Not everyone gives; there are about 500 Bacardis now, and disagreements
over the homeland are common, said Mr. O’Brien, the foundation’s
president. But since reactivating the foundation in 2012, the Bacardis
have raised $28,000 for water filters after Hurricane Sandy and financed
efforts to encourage creative expression, with art, photography and music.
Cuban officials seem tolerant, to a point. Eager to improve their weak
economy, they welcome the money but fear its power, said one artist
supported by the foundation who spoke on the condition of anonymity to
avoid reprisals. He added that while Cuba’s leaders had become more
welcoming — no longer calling exiles gusanos, or worms — they were still
distrustful, determined to keep Cuban-American influence from becoming
an immediate challenge to the state.

..............................

=== To do ===
[1] In one to three sentences, explain why Cuban officials welcome the money, according to the passage on the Bacardi family foundation.
[2] Resume the passage on the Bacardi family foundation, picking up right after its last sentence.
The lines after this point have no connection to the passage on the Bacardi family foundation.

=== Data excerpt ===
..............................

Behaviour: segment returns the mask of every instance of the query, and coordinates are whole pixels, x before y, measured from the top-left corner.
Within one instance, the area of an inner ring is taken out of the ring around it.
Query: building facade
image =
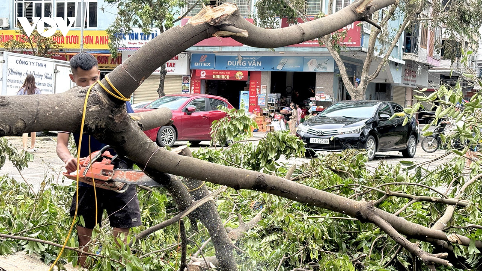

..............................

=== Task answers ===
[1] Cuban officials welcome the money because they are eager to improve their weak economy.

[2]
For now, experts say that seems unlikely. The organized money going to
Cuba, beyond an estimated $2.6 billion in family remittances, mostly
from the United States, remains relatively small. A lot of it is still
funneled into the Catholic Church, one of the few institutions allowed
to play a role in civil society. The Order of Malta provided 800,000
meals for the elderly in Cuba last year with around $250,000 in
donations, mostly from Cuban-Americans in Miami. The Cuban police
nonetheless interrogated some of the old women being fed.
The Cuba Emprende Foundation, a nonprofit on which Mr. Mestre is a board
member, has also struggled to reassure Cuban officials that its founders
— a bipartisan mix of exiles long dedicated to engagement and others who
only recently embraced the idea — are interested only in incubating
small businesses, in line with the government’s stated economic policy.
The organization’s official tax forms filed recently with the I.R.S.
state that it has disbursed about $225,000 so far, none of it from the
United States government.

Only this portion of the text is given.